▶ [What is required]: Go through the records below and copy out every line that contains the word "mountain".

(Extracted data entries)
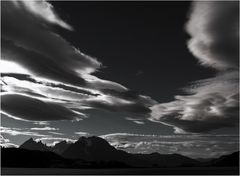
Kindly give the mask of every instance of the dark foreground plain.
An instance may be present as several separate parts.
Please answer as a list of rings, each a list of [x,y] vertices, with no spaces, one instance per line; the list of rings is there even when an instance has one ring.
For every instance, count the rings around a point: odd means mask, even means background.
[[[239,175],[238,167],[59,169],[2,168],[2,175]]]

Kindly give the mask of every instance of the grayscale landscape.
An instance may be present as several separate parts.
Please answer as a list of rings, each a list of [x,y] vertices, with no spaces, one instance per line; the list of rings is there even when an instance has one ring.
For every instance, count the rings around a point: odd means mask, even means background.
[[[239,175],[239,1],[1,1],[1,174]]]

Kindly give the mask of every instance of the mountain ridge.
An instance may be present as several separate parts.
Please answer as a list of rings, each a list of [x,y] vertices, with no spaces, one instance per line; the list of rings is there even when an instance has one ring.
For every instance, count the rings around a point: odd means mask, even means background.
[[[160,154],[157,152],[150,154],[134,154],[123,150],[118,150],[111,146],[105,139],[96,136],[80,137],[74,143],[61,141],[55,144],[53,147],[46,146],[40,141],[36,142],[31,138],[25,141],[19,148],[32,151],[37,150],[42,152],[53,152],[54,154],[66,160],[77,160],[78,163],[80,162],[80,165],[85,165],[86,163],[88,163],[87,165],[89,165],[89,163],[109,164],[109,162],[113,162],[115,164],[117,163],[116,165],[125,167],[191,167],[198,165],[234,165],[234,163],[236,163],[236,155],[239,155],[238,152],[233,156],[230,155],[230,159],[228,159],[227,155],[222,156],[222,158],[219,157],[217,159],[209,160],[207,162],[200,162],[196,159],[192,159],[180,154]],[[229,161],[231,161],[231,164],[226,163]]]

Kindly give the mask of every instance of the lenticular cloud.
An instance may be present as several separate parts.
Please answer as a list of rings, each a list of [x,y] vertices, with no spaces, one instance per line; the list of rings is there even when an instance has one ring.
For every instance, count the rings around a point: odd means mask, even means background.
[[[73,27],[49,2],[4,1],[1,5],[3,113],[31,121],[80,119],[84,109],[149,114],[155,103],[150,97],[92,75],[102,63],[56,33],[55,27],[70,31]],[[31,110],[32,103],[43,108],[44,117]]]

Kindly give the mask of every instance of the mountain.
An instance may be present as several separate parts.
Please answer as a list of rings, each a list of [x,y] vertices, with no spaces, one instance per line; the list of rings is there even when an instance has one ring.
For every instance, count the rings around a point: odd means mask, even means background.
[[[55,144],[55,146],[51,148],[51,151],[61,155],[70,145],[71,143],[67,143],[66,141],[61,141]]]
[[[108,160],[113,158],[117,150],[102,138],[80,137],[71,144],[64,152],[66,158],[82,158],[85,160]]]
[[[97,162],[120,162],[133,167],[149,167],[150,164],[145,160],[127,153],[122,150],[117,150],[111,146],[106,140],[92,136],[80,137],[78,141],[71,144],[63,153],[62,156],[70,159],[82,159],[85,161]]]
[[[19,148],[38,151],[50,151],[50,147],[46,146],[41,141],[36,142],[32,138],[25,141]]]
[[[210,161],[212,166],[239,166],[239,152],[223,155]]]
[[[119,161],[133,167],[176,167],[176,166],[193,166],[198,161],[178,155],[153,154],[131,154],[122,150],[117,150],[106,140],[92,136],[81,137],[71,144],[62,156],[71,159],[83,159],[86,161]]]
[[[179,154],[133,154],[123,150],[117,150],[111,146],[106,140],[92,136],[80,137],[75,143],[67,143],[62,141],[54,147],[48,147],[42,142],[35,142],[29,139],[24,142],[20,148],[28,149],[34,152],[45,152],[42,155],[36,155],[36,160],[40,157],[46,157],[46,152],[50,152],[53,161],[63,166],[66,166],[66,160],[70,162],[66,167],[76,168],[102,168],[102,167],[198,167],[198,166],[238,166],[239,152],[230,155],[225,155],[217,159],[209,159],[208,161],[197,161]],[[22,151],[19,150],[21,153]],[[17,153],[17,152],[16,152]],[[7,155],[7,154],[5,154]],[[20,155],[20,154],[19,154]],[[18,156],[16,154],[16,156]],[[56,158],[58,157],[58,158]],[[60,159],[62,158],[62,159]],[[25,158],[24,158],[25,159]],[[62,161],[63,160],[63,161]],[[29,160],[30,161],[30,160]],[[52,161],[52,160],[51,160]],[[48,163],[51,166],[51,163]]]

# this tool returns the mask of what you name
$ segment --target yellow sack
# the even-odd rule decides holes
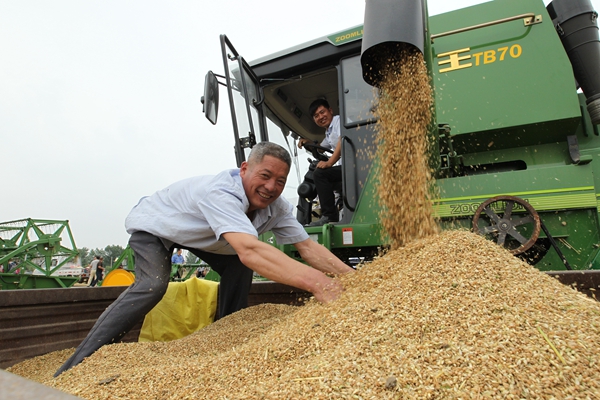
[[[217,312],[219,284],[193,277],[169,282],[162,300],[144,319],[138,341],[180,339],[212,323]]]

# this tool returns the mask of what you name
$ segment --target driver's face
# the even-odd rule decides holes
[[[313,120],[321,128],[327,129],[333,120],[333,110],[331,108],[325,108],[325,106],[320,106],[313,114]]]
[[[290,169],[273,156],[264,156],[262,161],[242,163],[240,176],[250,207],[248,212],[267,208],[283,192]]]

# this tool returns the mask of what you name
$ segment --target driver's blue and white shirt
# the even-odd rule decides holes
[[[340,142],[340,116],[335,115],[331,120],[331,124],[325,131],[325,139],[321,142],[321,146],[331,150],[335,150],[338,143]],[[334,167],[342,165],[342,157],[333,164]]]
[[[258,235],[271,231],[277,244],[294,244],[308,234],[292,214],[293,206],[279,197],[267,208],[246,215],[250,202],[239,169],[214,176],[196,176],[176,182],[133,207],[128,233],[148,232],[181,246],[215,254],[235,254],[222,237],[227,232]]]

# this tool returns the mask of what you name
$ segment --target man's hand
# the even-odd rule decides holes
[[[294,246],[300,253],[300,257],[319,271],[335,275],[354,272],[353,268],[344,264],[325,246],[312,239],[298,242]]]
[[[317,290],[313,291],[315,299],[323,304],[331,303],[337,300],[344,291],[344,287],[340,281],[330,279],[324,286],[317,285]]]
[[[317,265],[314,265],[315,268],[311,268],[286,256],[279,249],[259,241],[253,235],[227,232],[223,234],[223,238],[234,248],[240,261],[251,270],[275,282],[311,292],[315,299],[324,303],[337,299],[342,292],[342,285],[323,272],[345,273],[349,272],[348,270],[353,271],[352,268],[339,261],[331,253],[329,254],[335,260],[325,260],[324,258],[328,257],[328,253],[321,254],[317,250],[317,254],[312,256],[315,261],[318,260]],[[311,247],[309,241],[311,240],[307,239],[300,242],[300,244],[296,244],[296,247],[300,246],[302,252],[304,252]]]
[[[306,142],[309,142],[309,140],[300,138],[300,140],[298,140],[298,148],[301,149],[304,146],[304,143],[306,143]]]
[[[326,169],[333,167],[333,164],[335,162],[331,162],[331,160],[333,160],[333,157],[327,161],[319,161],[319,163],[317,164],[317,168]]]

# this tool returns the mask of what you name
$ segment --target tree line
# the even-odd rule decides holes
[[[104,257],[104,267],[112,266],[112,263],[119,258],[121,253],[123,253],[125,249],[123,246],[119,245],[109,245],[104,249],[88,249],[87,247],[82,247],[81,249],[77,249],[79,252],[79,259],[81,260],[81,266],[87,267],[90,265],[95,256]]]
[[[104,267],[111,267],[112,263],[119,258],[119,256],[123,253],[125,248],[119,245],[110,245],[106,246],[104,249],[88,249],[87,247],[82,247],[81,249],[77,249],[79,252],[79,259],[81,260],[81,266],[87,267],[90,265],[95,256],[104,257]],[[185,251],[185,262],[186,264],[200,264],[202,260],[193,255],[189,251]]]

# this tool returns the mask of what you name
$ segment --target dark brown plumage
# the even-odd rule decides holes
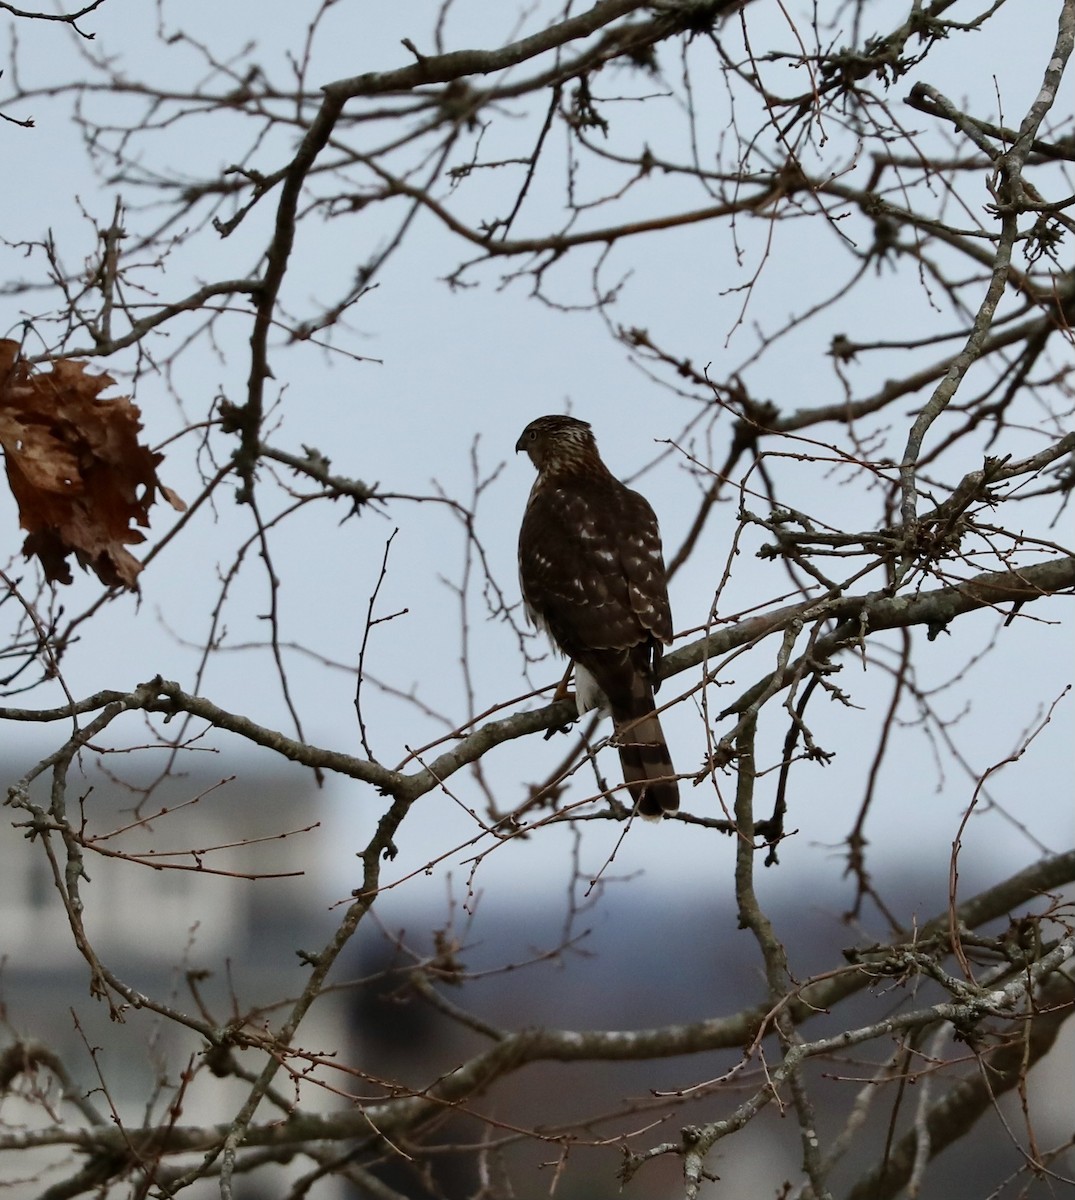
[[[530,619],[575,663],[579,713],[607,708],[639,813],[679,808],[653,693],[672,614],[657,518],[601,461],[590,426],[538,417],[515,446],[538,477],[519,531]]]

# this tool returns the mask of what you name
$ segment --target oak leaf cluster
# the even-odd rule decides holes
[[[74,555],[108,586],[137,588],[142,564],[128,546],[145,541],[159,492],[183,501],[157,478],[164,456],[141,444],[141,413],[128,396],[103,399],[115,383],[87,364],[57,359],[41,370],[0,340],[0,445],[26,530],[23,554],[46,579],[71,582]]]

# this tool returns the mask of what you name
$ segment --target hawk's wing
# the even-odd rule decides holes
[[[672,640],[657,518],[616,479],[539,481],[519,535],[519,577],[533,620],[578,662],[644,644],[652,670]]]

▶ [Output of the task]:
Kindly give the mask of every instance of the mountain ridge.
Kindly give the mask of every instance of the mountain.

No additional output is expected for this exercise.